### Passage provided

● ● ●

FROST/NIXON
Three-time BAFTA nominee MICHAEL SHEEN (David Frost) has gained a
prominent place among the talented new generation of British actors on stage and screen.
He earned a BAFTA nod for Best Supporting Actor in The Queen and garnered two more
for Best Actor in the television comedies Kenneth Williams: Fantabulosa! and Dirty
Filthy Love. The Queen also brought him the Los Angeles Film Critics Award for Best
Supporting Actor.
Sheen was most recently seen on screen in Music Within, the story of Richard
Pimentel, an early champion of the rights of the disabled and a primary activist behind
the Americans with Disabilities Act. Sheen portrayed his best friend Art, a
wheelchair-bound
genius who suffers from cerebral palsy and uses his wit to deflect the prejudice
associated with his twisted form.
Prior to that, he was seen in Edward Zwick's Blood Diamond, opposite Leonardo
DiCaprio and Djimon Hounsou, and as Prime Minister Tony Blair in Stephen Frears' The
Queen. The Queen marked Sheen's third collaboration with Frears. He first played the
British prime minister in Frears' television feature The Deal and made his feature film
debut in the director's Mary Reilly, playing Dr. Jekyll's footman.

● ● ●

### Provided information
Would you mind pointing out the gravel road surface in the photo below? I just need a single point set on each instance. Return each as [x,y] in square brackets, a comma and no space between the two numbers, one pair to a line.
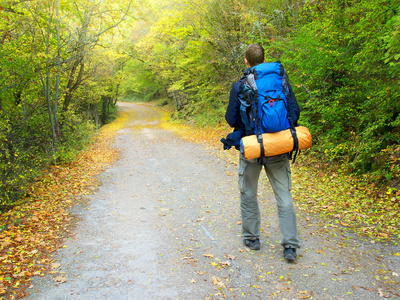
[165,224]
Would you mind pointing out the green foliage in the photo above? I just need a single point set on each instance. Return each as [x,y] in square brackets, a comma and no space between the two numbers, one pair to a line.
[57,84]
[341,56]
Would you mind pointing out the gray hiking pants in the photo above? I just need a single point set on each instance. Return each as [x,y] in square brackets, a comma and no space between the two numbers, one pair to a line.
[279,175]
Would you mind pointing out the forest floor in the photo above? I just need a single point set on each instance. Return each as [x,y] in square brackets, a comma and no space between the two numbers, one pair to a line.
[164,223]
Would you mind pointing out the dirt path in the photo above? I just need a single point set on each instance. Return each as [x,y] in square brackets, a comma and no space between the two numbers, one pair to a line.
[164,225]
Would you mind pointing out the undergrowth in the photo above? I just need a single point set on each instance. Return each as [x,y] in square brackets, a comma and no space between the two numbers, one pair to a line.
[346,201]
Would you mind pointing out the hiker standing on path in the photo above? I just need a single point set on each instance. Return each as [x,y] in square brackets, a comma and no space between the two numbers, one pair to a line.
[276,167]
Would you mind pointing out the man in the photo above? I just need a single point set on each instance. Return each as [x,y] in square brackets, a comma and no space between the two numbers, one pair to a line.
[277,169]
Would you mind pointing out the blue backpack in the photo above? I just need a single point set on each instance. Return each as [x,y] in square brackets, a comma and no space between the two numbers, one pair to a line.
[267,102]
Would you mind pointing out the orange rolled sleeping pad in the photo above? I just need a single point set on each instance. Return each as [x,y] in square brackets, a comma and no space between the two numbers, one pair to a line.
[275,143]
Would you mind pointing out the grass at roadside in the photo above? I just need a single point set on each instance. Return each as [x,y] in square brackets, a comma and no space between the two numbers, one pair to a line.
[341,201]
[32,231]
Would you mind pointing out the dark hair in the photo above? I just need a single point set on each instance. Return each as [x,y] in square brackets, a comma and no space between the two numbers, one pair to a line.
[254,54]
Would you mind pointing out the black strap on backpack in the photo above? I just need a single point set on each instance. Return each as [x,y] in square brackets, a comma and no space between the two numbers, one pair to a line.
[251,82]
[295,152]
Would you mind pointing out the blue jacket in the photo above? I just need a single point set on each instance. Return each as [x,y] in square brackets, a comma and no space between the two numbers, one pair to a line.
[233,118]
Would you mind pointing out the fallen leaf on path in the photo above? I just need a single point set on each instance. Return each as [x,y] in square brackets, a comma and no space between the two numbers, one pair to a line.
[382,294]
[60,279]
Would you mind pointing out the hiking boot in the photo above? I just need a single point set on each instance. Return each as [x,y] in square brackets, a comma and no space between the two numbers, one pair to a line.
[289,254]
[252,244]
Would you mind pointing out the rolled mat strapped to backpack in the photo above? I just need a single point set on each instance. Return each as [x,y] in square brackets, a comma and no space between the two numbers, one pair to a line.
[275,143]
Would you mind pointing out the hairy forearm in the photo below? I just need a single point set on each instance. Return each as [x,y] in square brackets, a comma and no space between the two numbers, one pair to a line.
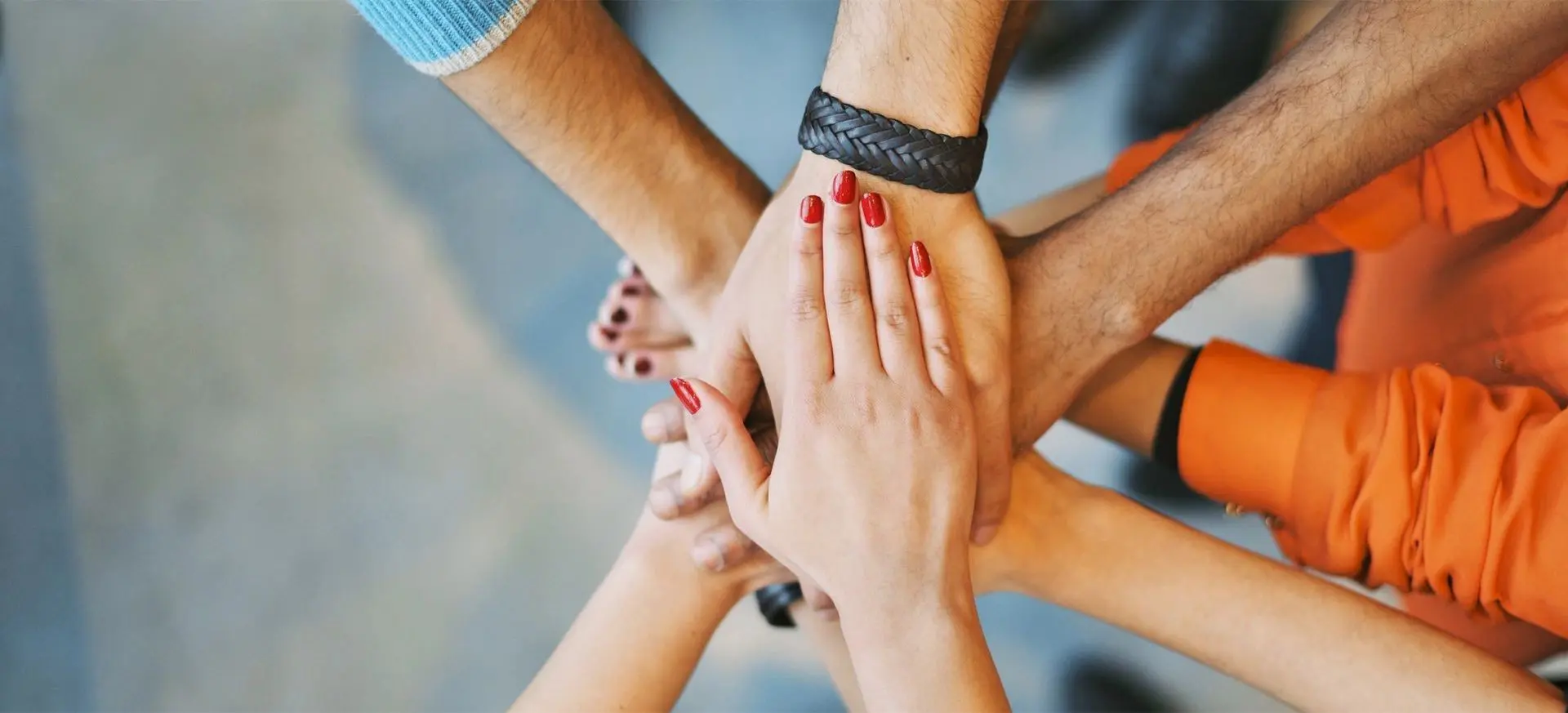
[571,93]
[1313,644]
[1372,85]
[618,655]
[921,63]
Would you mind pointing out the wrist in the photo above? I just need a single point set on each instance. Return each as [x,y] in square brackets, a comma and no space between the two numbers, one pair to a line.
[941,87]
[661,554]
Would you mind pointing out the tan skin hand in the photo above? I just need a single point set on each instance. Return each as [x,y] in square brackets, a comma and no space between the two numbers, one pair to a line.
[750,345]
[882,399]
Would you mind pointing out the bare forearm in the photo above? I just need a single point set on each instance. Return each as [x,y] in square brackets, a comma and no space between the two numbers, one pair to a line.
[922,63]
[1313,644]
[620,657]
[576,97]
[915,660]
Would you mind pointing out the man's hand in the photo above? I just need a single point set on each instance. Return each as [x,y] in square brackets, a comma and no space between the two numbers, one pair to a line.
[750,344]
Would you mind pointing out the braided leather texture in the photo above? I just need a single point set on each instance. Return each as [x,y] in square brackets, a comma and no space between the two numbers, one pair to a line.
[889,148]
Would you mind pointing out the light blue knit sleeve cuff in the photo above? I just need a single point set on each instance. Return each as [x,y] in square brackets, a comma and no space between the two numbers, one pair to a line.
[444,37]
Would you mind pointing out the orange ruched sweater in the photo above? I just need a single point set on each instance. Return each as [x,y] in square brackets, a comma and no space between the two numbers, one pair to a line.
[1435,460]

● ● ●

### Requirement
Retype the Michael Sheen biography word for word, from its heading to its final line.

### Task response
FROST/NIXON
Three-time BAFTA nominee MICHAEL SHEEN (David Frost) has gained a
prominent place among the talented new generation of British actors on stage and screen.
He earned a BAFTA nod for Best Supporting Actor in The Queen and garnered two more
for Best Actor in the television comedies Kenneth Williams: Fantabulosa! and Dirty
Filthy Love. The Queen also brought him the Los Angeles Film Critics Award for Best
Supporting Actor.
Sheen was most recently seen on screen in Music Within, the story of Richard
Pimentel, an early champion of the rights of the disabled and a primary activist behind
the Americans with Disabilities Act. Sheen portrayed his best friend Art, a
wheelchair-bound
genius who suffers from cerebral palsy and uses his wit to deflect the prejudice
associated with his twisted form.
Prior to that, he was seen in Edward Zwick's Blood Diamond, opposite Leonardo
DiCaprio and Djimon Hounsou, and as Prime Minister Tony Blair in Stephen Frears' The
Queen. The Queen marked Sheen's third collaboration with Frears. He first played the
British prime minister in Frears' television feature The Deal and made his feature film
debut in the director's Mary Reilly, playing Dr. Jekyll's footman.